### Task goal
Copy every row below word for word, leaving out the pictures.

•••••

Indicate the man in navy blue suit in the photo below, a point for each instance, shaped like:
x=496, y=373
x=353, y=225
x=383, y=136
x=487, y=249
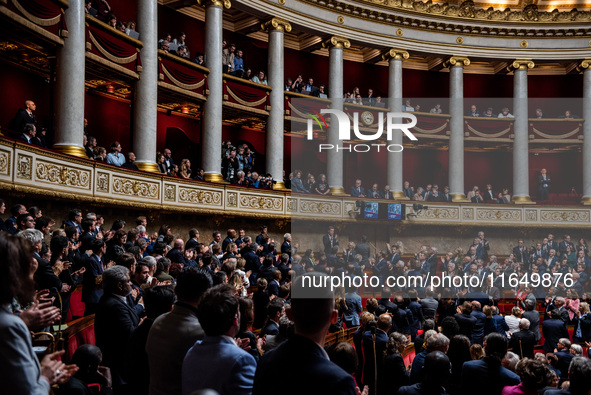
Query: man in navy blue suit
x=114, y=322
x=476, y=375
x=302, y=355
x=217, y=363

•••••

### Worked solution
Indicate the man in navy blue suit in the photo below, a point for each instance, shaped like:
x=496, y=373
x=353, y=225
x=383, y=136
x=487, y=249
Query: man in navy blue suit
x=114, y=322
x=476, y=375
x=302, y=355
x=217, y=363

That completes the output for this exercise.